Directive: Please say whether each statement agrees with the CarMax mirror pull request, answering yes or no and quoting the words that decide it: 1. The seed data adds 141 vehicles. 2. Before this change, the Dockerfile exposed ports 40000-40015. 3. The comparison tool handles up to 4 vehicles.

Add CarMax mirror (port 40015) by Violet24K · Pull Request #24 · aiming-lab/WebHarbor

Violet24K · 2026-05-15T17:12:56Z

Adds a Flask mirror of carmax.com as the 16th
WebHarbor site, with full inventory search, vehicle research, comparison,
sell-my-car appraisal, financing pre-qualification, reserve, test drive,
and checkout flows.

Companion HuggingFace PR: https://huggingface.co/datasets/ChilleD/WebHarbor/discussions/15

What's in this PR

Site code (`sites/carmax/`)

File	Lines	Purpose
`app.py`	1,997	Flask app: 13 SQLAlchemy models, 10 WTForms, 59 routes
`seed_data.py`	904	Idempotent seed (12 stores, 141 vehicles, 5 users, 20 reviews, 10 articles)
`templates/*.html`	1,519 (44 files)	base + macros + 42 page templates
`static/css/main.css`	221	CarMax navy (`#1660a8`) + yellow (`#FFD900`) brand styling
`scrape_carmax.py`	129	Reproducible httpx fetch of evox stock photos
`scrape_articles.py`	107	Reproducible fetch of article hero images
`tasks.jsonl`	20	WebVoyager benchmark tasks

Registration (3 files modified)

websyn_start.sh — added carmax to SITES, switched the three
hardcoded 15s to ${#SITES[@]} so future additions don't need
triple edits.
control_server.py — added 'carmax' to SITES list.
Dockerfile — EXPOSE 8101 40000-40015 (was 40000-40014).

Quality-of-life additions

.gitattributes — forces LF line endings on *.sh and Dockerfile
so a Windows checkout doesn't break the container entrypoint (hit
this exact issue during initial Docker testing — exec /opt/websyn_start.sh: no such file or directory).
scripts/verify_carmax.sh — single-command end-to-end verifier (build
→ run → reset → md5sum) for the new site.

Mirror functional coverage

59 routes across these areas:

Inventory — /cars, /cars/<make>, /cars/<make>/<model>, /cars/<make>/<model>/<year>, /cars/<make>/<model>/<trim>, /cars/<make>/<model>/<trim>/<year>, with filter params for body style, drive type, fuel type, mileage cap, price range, color, store, etc.
Vehicle detail — full specs, features, customer reviews, similar vehicles, financing estimate
Research — model overview + year-by-year pages with RepairPal ratings, trims, FAQs
Comparison — anonymous/authed compare tool (up to 4 vehicles)

Object position labeling listing
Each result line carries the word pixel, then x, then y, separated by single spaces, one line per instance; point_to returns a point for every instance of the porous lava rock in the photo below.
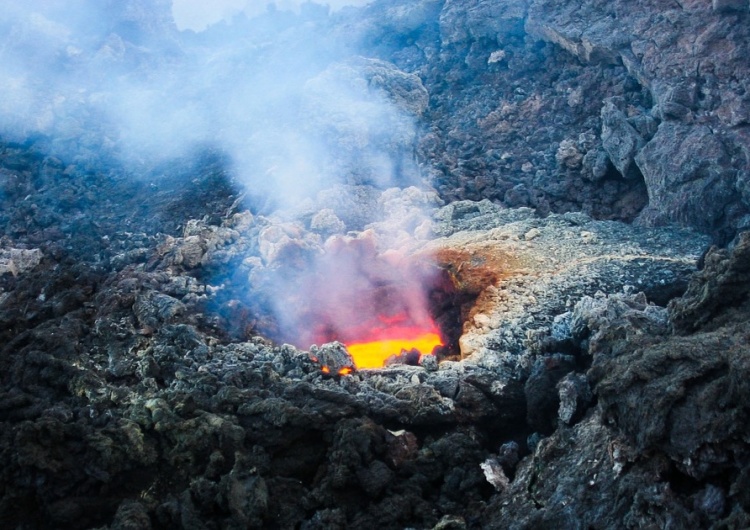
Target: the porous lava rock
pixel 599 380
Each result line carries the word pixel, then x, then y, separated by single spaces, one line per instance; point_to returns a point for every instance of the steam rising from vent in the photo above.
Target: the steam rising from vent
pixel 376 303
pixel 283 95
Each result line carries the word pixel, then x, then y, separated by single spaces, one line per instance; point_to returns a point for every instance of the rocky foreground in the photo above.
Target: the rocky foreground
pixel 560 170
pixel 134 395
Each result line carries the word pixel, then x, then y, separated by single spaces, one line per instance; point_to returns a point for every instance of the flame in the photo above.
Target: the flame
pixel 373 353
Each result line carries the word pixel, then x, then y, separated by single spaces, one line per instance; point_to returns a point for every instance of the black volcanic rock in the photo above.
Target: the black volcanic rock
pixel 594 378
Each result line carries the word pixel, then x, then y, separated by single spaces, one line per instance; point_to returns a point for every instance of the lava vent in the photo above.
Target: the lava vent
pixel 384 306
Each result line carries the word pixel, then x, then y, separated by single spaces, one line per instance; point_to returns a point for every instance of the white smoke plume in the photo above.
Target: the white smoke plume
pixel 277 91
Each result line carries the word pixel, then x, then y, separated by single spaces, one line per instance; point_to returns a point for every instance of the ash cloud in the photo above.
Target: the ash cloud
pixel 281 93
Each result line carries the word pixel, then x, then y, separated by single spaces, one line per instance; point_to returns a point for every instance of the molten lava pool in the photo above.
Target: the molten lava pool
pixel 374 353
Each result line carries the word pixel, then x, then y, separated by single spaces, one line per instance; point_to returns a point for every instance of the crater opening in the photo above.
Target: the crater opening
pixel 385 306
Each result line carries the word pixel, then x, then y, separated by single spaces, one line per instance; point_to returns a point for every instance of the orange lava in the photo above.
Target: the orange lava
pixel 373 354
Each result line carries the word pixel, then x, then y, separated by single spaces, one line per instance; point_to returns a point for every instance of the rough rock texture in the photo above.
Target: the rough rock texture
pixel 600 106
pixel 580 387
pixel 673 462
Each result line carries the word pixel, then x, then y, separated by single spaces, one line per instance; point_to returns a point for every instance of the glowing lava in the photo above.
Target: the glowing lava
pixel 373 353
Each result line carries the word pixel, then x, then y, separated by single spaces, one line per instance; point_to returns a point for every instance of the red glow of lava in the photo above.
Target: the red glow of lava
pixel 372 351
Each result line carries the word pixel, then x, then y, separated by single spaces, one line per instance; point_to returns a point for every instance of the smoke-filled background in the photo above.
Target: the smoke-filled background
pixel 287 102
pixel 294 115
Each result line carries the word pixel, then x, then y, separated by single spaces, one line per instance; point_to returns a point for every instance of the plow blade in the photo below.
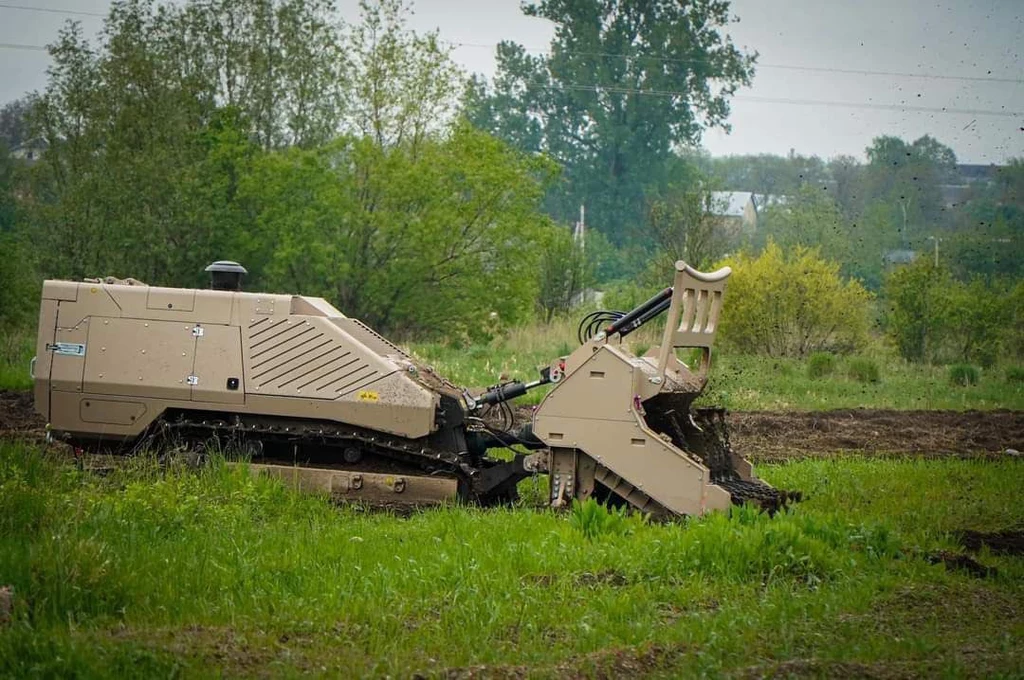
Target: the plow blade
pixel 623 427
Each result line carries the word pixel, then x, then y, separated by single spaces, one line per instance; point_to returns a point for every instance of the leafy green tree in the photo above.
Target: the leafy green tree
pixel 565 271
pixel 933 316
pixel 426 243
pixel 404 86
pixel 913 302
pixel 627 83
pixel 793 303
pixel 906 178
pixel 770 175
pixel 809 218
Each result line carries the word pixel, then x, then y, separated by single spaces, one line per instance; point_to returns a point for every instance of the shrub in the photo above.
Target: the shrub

---

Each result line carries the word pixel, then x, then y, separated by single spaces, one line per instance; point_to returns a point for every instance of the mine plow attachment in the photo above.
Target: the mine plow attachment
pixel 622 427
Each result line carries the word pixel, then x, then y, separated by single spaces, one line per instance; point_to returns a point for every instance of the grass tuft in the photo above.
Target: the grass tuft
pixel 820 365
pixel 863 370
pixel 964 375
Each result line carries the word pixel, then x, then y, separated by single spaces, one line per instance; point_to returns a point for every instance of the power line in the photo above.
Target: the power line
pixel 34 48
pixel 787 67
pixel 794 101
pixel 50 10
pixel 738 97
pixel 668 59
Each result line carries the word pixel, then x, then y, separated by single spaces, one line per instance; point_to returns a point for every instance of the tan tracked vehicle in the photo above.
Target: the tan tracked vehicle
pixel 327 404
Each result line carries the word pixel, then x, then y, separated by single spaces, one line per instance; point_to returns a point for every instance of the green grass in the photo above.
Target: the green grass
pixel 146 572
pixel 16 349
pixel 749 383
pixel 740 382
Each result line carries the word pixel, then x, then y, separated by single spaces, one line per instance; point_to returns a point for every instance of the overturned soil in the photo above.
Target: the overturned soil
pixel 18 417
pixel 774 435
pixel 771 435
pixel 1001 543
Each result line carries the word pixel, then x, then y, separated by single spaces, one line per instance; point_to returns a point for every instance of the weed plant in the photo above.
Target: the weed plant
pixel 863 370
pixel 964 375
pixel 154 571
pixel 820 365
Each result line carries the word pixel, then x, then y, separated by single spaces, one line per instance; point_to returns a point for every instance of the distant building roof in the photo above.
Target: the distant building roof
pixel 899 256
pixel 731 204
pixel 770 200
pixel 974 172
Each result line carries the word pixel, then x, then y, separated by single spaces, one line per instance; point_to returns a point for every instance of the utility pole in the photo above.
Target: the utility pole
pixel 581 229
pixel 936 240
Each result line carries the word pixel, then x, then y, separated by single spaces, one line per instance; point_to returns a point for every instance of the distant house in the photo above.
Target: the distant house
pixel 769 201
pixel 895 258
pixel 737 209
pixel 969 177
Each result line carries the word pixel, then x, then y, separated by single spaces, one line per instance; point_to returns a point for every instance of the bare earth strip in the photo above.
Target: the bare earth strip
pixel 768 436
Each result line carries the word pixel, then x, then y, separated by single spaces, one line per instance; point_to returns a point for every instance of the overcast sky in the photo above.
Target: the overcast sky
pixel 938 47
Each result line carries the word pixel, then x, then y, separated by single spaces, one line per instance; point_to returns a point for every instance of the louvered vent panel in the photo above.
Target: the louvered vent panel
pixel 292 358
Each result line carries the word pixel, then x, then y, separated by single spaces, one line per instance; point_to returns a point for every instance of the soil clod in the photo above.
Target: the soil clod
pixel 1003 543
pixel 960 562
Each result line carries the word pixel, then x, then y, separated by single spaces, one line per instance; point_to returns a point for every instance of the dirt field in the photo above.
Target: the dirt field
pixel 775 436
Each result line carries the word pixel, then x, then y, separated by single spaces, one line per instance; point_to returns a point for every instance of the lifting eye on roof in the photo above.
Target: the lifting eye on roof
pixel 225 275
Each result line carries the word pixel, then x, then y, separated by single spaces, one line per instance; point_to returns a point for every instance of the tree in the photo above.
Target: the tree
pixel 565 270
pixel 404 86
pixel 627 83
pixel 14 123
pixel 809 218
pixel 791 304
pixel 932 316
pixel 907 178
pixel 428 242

* * *

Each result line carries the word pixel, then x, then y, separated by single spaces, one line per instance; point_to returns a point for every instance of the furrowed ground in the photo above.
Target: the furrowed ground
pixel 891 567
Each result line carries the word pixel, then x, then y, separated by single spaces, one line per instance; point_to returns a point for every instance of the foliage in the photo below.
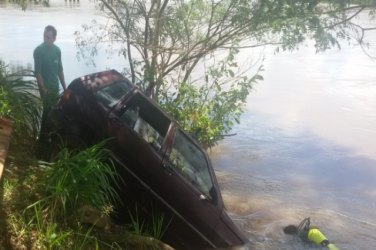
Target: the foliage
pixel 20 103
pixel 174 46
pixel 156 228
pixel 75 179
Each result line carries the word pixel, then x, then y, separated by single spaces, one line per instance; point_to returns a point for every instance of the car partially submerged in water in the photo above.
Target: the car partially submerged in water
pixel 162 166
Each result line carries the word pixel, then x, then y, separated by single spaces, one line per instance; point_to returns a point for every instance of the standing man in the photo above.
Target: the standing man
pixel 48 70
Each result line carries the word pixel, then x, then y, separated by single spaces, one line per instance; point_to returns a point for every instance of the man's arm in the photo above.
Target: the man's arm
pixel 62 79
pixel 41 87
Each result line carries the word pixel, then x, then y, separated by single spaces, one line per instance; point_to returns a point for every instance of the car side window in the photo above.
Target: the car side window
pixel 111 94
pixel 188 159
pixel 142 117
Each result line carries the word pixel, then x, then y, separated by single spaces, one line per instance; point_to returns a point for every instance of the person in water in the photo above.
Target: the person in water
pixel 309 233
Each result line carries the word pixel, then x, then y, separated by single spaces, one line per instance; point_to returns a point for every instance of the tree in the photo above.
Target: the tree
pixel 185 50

Answer for the task:
1. Yes: "141 vehicles"
2. No: "EXPOSE 8101 40000-40015 (was 40000-40014)"
3. Yes: "(up to 4 vehicles)"